Segmentation mask data
________________
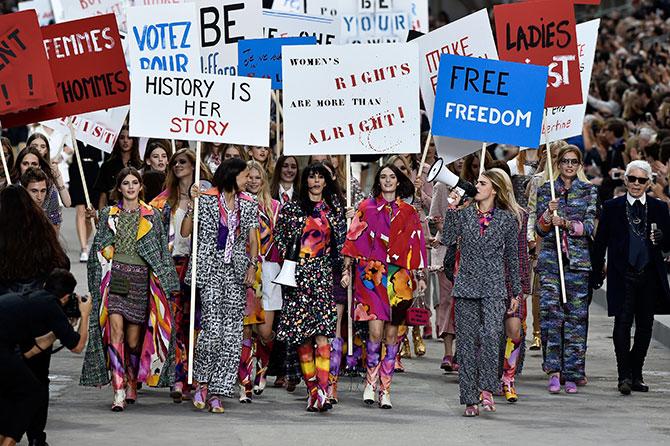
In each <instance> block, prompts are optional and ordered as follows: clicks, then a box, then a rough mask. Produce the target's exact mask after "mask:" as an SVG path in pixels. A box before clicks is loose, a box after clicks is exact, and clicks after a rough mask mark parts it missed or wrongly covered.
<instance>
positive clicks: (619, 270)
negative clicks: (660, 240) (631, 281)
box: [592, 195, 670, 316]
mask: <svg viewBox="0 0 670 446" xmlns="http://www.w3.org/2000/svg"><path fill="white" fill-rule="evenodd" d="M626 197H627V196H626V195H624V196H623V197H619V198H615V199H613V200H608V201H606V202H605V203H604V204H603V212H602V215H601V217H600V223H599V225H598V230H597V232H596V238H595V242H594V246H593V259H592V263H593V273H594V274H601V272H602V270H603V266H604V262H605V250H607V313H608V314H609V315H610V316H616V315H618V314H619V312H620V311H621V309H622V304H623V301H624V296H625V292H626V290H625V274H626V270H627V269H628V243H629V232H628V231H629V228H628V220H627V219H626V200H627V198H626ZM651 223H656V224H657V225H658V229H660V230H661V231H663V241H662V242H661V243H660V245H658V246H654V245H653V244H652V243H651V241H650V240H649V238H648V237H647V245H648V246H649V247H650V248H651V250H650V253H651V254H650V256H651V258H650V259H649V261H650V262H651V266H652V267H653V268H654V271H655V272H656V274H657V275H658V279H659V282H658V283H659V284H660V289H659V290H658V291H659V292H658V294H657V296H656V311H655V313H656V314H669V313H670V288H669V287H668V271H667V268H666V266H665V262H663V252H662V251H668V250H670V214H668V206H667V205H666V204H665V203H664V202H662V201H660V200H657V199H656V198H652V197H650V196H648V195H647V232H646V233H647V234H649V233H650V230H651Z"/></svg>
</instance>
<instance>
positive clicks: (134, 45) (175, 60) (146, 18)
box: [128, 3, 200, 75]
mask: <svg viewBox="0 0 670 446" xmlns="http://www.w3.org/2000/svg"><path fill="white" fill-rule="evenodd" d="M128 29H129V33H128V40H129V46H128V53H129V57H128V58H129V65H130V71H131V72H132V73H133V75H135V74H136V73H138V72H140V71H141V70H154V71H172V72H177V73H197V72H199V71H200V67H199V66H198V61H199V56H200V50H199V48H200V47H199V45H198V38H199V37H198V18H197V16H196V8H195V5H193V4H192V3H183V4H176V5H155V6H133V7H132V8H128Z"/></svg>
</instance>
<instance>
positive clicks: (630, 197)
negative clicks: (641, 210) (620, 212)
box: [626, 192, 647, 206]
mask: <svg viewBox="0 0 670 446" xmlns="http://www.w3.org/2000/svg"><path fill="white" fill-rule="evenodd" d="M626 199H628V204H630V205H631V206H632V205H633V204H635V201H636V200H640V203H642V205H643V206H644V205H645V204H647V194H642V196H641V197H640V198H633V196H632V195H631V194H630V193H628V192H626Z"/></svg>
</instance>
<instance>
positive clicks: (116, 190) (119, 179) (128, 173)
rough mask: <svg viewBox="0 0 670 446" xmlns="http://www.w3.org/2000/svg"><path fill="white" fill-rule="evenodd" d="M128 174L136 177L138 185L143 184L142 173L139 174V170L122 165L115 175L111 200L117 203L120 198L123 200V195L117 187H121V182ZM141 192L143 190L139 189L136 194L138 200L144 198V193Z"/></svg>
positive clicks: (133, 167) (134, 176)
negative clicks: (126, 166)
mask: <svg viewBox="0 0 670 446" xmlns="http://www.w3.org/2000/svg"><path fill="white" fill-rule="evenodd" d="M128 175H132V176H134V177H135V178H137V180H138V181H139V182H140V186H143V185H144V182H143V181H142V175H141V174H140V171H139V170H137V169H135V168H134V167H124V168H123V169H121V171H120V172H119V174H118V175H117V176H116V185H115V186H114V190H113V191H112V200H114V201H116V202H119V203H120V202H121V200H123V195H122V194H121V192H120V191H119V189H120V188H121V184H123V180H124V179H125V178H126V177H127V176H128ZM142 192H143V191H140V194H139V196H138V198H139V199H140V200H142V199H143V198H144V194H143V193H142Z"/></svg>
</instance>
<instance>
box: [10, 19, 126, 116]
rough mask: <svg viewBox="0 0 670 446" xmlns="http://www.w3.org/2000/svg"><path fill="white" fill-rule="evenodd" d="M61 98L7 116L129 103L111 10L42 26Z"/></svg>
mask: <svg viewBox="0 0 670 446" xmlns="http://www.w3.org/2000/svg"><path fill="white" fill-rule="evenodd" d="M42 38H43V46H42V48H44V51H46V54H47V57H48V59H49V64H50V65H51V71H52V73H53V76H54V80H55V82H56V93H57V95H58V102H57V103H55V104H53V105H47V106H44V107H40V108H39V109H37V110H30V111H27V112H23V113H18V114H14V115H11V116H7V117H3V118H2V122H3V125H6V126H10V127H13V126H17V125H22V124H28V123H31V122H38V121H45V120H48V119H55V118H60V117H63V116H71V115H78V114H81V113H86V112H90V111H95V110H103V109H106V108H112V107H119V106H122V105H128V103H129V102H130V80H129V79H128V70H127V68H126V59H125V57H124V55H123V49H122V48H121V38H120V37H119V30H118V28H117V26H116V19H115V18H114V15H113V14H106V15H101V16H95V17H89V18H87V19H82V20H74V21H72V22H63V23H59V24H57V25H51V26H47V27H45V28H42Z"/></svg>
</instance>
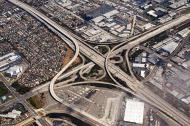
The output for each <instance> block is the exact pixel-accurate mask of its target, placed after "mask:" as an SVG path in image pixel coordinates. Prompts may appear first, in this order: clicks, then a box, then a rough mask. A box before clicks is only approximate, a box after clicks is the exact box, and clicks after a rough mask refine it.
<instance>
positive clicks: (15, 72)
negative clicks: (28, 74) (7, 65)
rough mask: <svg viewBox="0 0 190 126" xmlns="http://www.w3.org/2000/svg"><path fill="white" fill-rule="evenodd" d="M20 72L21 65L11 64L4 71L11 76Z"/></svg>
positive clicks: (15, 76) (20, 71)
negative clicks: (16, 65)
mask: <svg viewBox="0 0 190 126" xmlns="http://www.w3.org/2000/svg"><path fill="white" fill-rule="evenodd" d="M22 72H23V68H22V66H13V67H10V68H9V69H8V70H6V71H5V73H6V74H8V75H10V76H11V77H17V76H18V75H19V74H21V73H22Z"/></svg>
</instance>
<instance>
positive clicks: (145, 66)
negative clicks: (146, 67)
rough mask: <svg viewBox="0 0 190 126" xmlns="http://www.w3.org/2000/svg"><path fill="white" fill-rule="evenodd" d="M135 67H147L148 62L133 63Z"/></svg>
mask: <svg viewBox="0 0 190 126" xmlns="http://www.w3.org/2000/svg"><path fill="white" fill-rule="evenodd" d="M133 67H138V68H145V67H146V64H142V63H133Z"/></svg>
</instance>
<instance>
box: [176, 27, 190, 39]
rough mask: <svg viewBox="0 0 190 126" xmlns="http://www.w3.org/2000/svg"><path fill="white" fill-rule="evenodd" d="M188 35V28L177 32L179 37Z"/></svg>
________________
§ **Activity**
Copy out the lines above in full and unaltered, apart from the pictures.

§ **Output**
In each <instance> block, prompts are optional and ordered as follows: clicks, then a box, then a rough mask. Produce the target's exact mask after "mask:" as an SVG path in pixels. A box before clicks is loose, a box after clicks is exact, and clicks after a rough mask mark parts it missed or wrongly covered.
<instance>
positive clicks: (619, 270)
negative clicks: (660, 240) (631, 281)
box: [592, 195, 670, 316]
mask: <svg viewBox="0 0 670 446" xmlns="http://www.w3.org/2000/svg"><path fill="white" fill-rule="evenodd" d="M626 197H627V196H626V195H624V196H623V197H619V198H615V199H613V200H608V201H606V202H605V203H604V204H603V212H602V215H601V217H600V223H599V225H598V230H597V232H596V238H595V242H594V246H593V259H592V263H593V273H594V274H601V272H602V270H603V266H604V262H605V250H607V313H608V314H609V315H610V316H616V315H618V314H619V312H620V311H621V309H622V304H623V301H624V296H625V292H626V290H625V274H626V270H627V269H628V243H629V232H628V231H629V228H628V220H627V219H626V200H627V198H626ZM651 223H656V224H657V225H658V229H660V230H661V231H663V241H662V242H661V243H660V245H658V246H654V245H653V244H652V243H651V241H650V240H649V238H648V237H647V245H648V246H649V247H650V248H651V250H650V253H651V254H650V256H651V258H650V259H649V261H650V262H651V266H652V267H653V268H654V271H655V272H656V274H657V275H658V279H659V282H658V283H659V284H660V289H659V290H658V291H659V292H658V294H657V296H656V311H655V313H656V314H669V313H670V288H669V287H668V271H667V268H666V266H665V262H663V252H662V251H668V250H670V214H668V206H667V205H666V204H665V203H664V202H662V201H660V200H657V199H656V198H652V197H650V196H648V195H647V232H646V233H647V234H649V233H650V230H651Z"/></svg>
</instance>
<instance>
positive clicks: (134, 45) (175, 60) (146, 18)
box: [128, 3, 200, 75]
mask: <svg viewBox="0 0 670 446" xmlns="http://www.w3.org/2000/svg"><path fill="white" fill-rule="evenodd" d="M128 29H129V33H128V40H129V46H128V53H129V57H128V58H129V65H130V71H131V72H132V73H133V75H135V74H136V73H138V72H140V71H141V70H154V71H172V72H177V73H197V72H199V71H200V67H199V66H198V61H199V56H200V50H199V48H200V47H199V45H198V38H199V37H198V18H197V16H196V8H195V5H193V4H192V3H183V4H176V5H155V6H133V7H132V8H128Z"/></svg>
</instance>
<instance>
positive clicks: (630, 197)
negative clicks: (641, 210) (620, 212)
box: [626, 192, 647, 206]
mask: <svg viewBox="0 0 670 446" xmlns="http://www.w3.org/2000/svg"><path fill="white" fill-rule="evenodd" d="M626 199H628V204H630V205H631V206H632V205H633V204H635V201H636V200H640V203H642V205H643V206H644V205H645V204H647V194H642V196H641V197H640V198H633V196H632V195H631V194H630V193H628V192H626Z"/></svg>
</instance>
<instance>
positive clicks: (116, 190) (119, 179) (128, 173)
rough mask: <svg viewBox="0 0 670 446" xmlns="http://www.w3.org/2000/svg"><path fill="white" fill-rule="evenodd" d="M128 174L136 177L138 185L143 184L142 173L139 174V170L122 165L115 175L111 200L117 203L120 198L123 200V195L117 187H121V182ZM141 192L143 190L139 189L136 194L138 200L144 198V193Z"/></svg>
positive clicks: (133, 167) (134, 176)
negative clicks: (126, 166)
mask: <svg viewBox="0 0 670 446" xmlns="http://www.w3.org/2000/svg"><path fill="white" fill-rule="evenodd" d="M128 175H132V176H134V177H135V178H137V180H138V181H139V182H140V186H143V185H144V182H143V181H142V175H141V174H140V171H139V170H137V169H135V168H134V167H124V168H123V169H121V171H120V172H119V174H118V175H117V176H116V185H115V186H114V190H113V191H112V200H114V201H116V202H119V203H120V202H121V200H123V195H122V194H121V192H120V191H119V189H120V188H121V184H123V180H124V179H125V178H126V177H127V176H128ZM142 192H143V191H140V194H139V196H138V198H139V199H140V200H142V199H143V198H144V194H143V193H142Z"/></svg>
</instance>
<instance>
box: [10, 19, 126, 116]
rough mask: <svg viewBox="0 0 670 446" xmlns="http://www.w3.org/2000/svg"><path fill="white" fill-rule="evenodd" d="M61 98L7 116L129 103L111 10L42 26Z"/></svg>
mask: <svg viewBox="0 0 670 446" xmlns="http://www.w3.org/2000/svg"><path fill="white" fill-rule="evenodd" d="M42 38H43V46H42V48H44V51H46V54H47V57H48V59H49V64H50V65H51V71H52V73H53V76H54V80H55V82H56V93H57V95H58V102H57V103H55V104H53V105H47V106H44V107H40V108H39V109H37V110H30V111H27V112H23V113H18V114H14V115H11V116H7V117H3V118H2V122H3V125H6V126H10V127H13V126H17V125H22V124H28V123H31V122H38V121H45V120H48V119H55V118H60V117H63V116H71V115H78V114H81V113H86V112H90V111H95V110H103V109H106V108H112V107H119V106H122V105H128V103H129V102H130V80H129V79H128V70H127V68H126V59H125V57H124V55H123V49H122V48H121V38H120V37H119V30H118V28H117V26H116V19H115V18H114V15H113V14H106V15H101V16H95V17H89V18H87V19H82V20H74V21H72V22H63V23H59V24H57V25H51V26H47V27H45V28H42Z"/></svg>
</instance>
The output for each <instance> block is the exact pixel-accurate mask of its target, placed after "mask:" as an SVG path in image pixel coordinates. Prompts may appear first, in this order: clicks, then a box, then a rough mask. A box before clicks is only approximate, a box after clicks is the exact box, and clicks after a rough mask refine it.
<instance>
positive clicks: (15, 72)
negative clicks: (28, 74) (7, 65)
rough mask: <svg viewBox="0 0 190 126" xmlns="http://www.w3.org/2000/svg"><path fill="white" fill-rule="evenodd" d="M20 72L21 65L11 64L4 71L11 76Z"/></svg>
positive clicks: (15, 76) (20, 71)
negative clicks: (16, 65)
mask: <svg viewBox="0 0 190 126" xmlns="http://www.w3.org/2000/svg"><path fill="white" fill-rule="evenodd" d="M22 72H23V68H22V66H13V67H10V68H9V69H8V70H6V71H5V73H6V74H8V75H10V76H11V77H17V76H18V75H19V74H21V73H22Z"/></svg>
</instance>
<instance>
positive clicks: (145, 66)
negative clicks: (146, 67)
rough mask: <svg viewBox="0 0 190 126" xmlns="http://www.w3.org/2000/svg"><path fill="white" fill-rule="evenodd" d="M135 67H147L148 62L133 63Z"/></svg>
mask: <svg viewBox="0 0 190 126" xmlns="http://www.w3.org/2000/svg"><path fill="white" fill-rule="evenodd" d="M133 67H138V68H145V67H146V64H142V63H133Z"/></svg>
</instance>
<instance>
box: [176, 27, 190, 39]
rough mask: <svg viewBox="0 0 190 126" xmlns="http://www.w3.org/2000/svg"><path fill="white" fill-rule="evenodd" d="M188 35V28L177 32L179 37Z"/></svg>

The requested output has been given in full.